(Labeled-object pointing entries)
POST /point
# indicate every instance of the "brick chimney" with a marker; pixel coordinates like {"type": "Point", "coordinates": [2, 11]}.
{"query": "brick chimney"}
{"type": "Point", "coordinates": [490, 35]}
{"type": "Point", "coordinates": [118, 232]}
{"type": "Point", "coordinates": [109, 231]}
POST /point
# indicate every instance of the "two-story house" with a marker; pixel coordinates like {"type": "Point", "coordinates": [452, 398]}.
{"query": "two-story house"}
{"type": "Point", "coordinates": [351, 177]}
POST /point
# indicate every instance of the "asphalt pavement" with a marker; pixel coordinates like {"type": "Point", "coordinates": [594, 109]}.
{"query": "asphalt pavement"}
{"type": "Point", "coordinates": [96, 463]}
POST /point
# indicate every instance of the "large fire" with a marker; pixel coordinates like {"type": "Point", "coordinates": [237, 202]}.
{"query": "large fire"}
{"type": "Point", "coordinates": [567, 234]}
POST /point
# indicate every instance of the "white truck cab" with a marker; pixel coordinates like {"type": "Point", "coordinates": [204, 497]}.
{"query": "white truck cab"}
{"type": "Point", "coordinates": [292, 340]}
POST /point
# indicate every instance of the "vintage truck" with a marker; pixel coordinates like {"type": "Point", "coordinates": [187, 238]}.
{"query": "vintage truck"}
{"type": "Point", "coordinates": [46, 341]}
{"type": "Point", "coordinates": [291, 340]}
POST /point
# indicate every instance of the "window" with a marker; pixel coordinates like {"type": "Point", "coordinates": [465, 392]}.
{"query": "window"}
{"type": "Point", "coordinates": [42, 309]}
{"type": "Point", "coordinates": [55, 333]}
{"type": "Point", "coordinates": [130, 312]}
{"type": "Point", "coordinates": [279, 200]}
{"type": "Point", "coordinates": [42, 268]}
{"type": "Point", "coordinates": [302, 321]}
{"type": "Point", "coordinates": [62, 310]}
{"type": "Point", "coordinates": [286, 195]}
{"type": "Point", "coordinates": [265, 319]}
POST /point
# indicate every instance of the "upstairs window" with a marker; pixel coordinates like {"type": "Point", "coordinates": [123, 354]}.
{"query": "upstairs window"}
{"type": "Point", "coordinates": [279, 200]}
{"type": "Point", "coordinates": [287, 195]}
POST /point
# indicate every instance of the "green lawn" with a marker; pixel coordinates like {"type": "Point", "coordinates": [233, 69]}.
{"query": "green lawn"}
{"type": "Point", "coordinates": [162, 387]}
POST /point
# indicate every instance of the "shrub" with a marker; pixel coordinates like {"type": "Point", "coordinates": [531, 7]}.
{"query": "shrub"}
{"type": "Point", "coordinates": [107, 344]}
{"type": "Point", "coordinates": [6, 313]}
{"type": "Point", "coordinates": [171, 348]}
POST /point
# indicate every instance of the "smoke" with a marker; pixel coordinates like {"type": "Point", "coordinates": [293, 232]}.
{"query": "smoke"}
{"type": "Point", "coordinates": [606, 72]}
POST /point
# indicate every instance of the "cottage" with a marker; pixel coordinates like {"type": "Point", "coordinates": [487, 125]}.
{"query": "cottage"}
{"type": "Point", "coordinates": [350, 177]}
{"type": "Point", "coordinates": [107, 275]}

- _What is required_: Each record above must be given again exactly.

- _Result of the exercise_:
POST /point
# indicate every instance of the "brick chimney" with a marker; pixel coordinates like {"type": "Point", "coordinates": [2, 11]}.
{"query": "brick chimney"}
{"type": "Point", "coordinates": [490, 35]}
{"type": "Point", "coordinates": [118, 232]}
{"type": "Point", "coordinates": [109, 231]}
POST /point
# indicate every instance of the "two-story house" with a marker; pixel coordinates like {"type": "Point", "coordinates": [452, 398]}.
{"query": "two-story house"}
{"type": "Point", "coordinates": [351, 177]}
POST /point
# indicate every instance of the "asphalt pavement" with a marker; pixel coordinates like {"type": "Point", "coordinates": [594, 109]}.
{"query": "asphalt pavement"}
{"type": "Point", "coordinates": [96, 463]}
POST /point
# indicate every instance of the "large fire" with a marker; pixel coordinates like {"type": "Point", "coordinates": [237, 202]}.
{"query": "large fire"}
{"type": "Point", "coordinates": [567, 234]}
POST /point
# indicate every instance of the "white truck cab" with a marker; pixel coordinates like {"type": "Point", "coordinates": [204, 497]}.
{"query": "white truck cab"}
{"type": "Point", "coordinates": [292, 340]}
POST /point
# indicate every instance of the "vintage truck" with a marker; pixel coordinates like {"type": "Point", "coordinates": [187, 238]}.
{"query": "vintage truck"}
{"type": "Point", "coordinates": [46, 341]}
{"type": "Point", "coordinates": [291, 340]}
POST /point
# indicate every instance of the "window" with a marker; pixel coordinates like {"type": "Point", "coordinates": [465, 392]}.
{"query": "window"}
{"type": "Point", "coordinates": [42, 309]}
{"type": "Point", "coordinates": [55, 333]}
{"type": "Point", "coordinates": [130, 312]}
{"type": "Point", "coordinates": [279, 200]}
{"type": "Point", "coordinates": [42, 268]}
{"type": "Point", "coordinates": [302, 321]}
{"type": "Point", "coordinates": [62, 310]}
{"type": "Point", "coordinates": [286, 195]}
{"type": "Point", "coordinates": [265, 319]}
POST /point
# indicate every instance of the "upstairs window" with a marker; pixel coordinates like {"type": "Point", "coordinates": [123, 354]}.
{"query": "upstairs window"}
{"type": "Point", "coordinates": [279, 200]}
{"type": "Point", "coordinates": [287, 195]}
POST /point
# indicate every instance of the "green lawn" with a marker; pixel coordinates like {"type": "Point", "coordinates": [233, 69]}.
{"query": "green lawn"}
{"type": "Point", "coordinates": [162, 387]}
POST /point
# indicate every instance of the "shrub" with a marker; pixel coordinates like {"type": "Point", "coordinates": [531, 7]}.
{"query": "shrub"}
{"type": "Point", "coordinates": [107, 344]}
{"type": "Point", "coordinates": [6, 313]}
{"type": "Point", "coordinates": [171, 348]}
POST /point
# indicate every instance of the "smoke" with a marker; pixel coordinates like {"type": "Point", "coordinates": [293, 232]}.
{"query": "smoke"}
{"type": "Point", "coordinates": [606, 72]}
POST /point
# indicate every instance of the "cottage" with a marker; pixel coordinates like {"type": "Point", "coordinates": [487, 125]}.
{"query": "cottage"}
{"type": "Point", "coordinates": [350, 177]}
{"type": "Point", "coordinates": [107, 275]}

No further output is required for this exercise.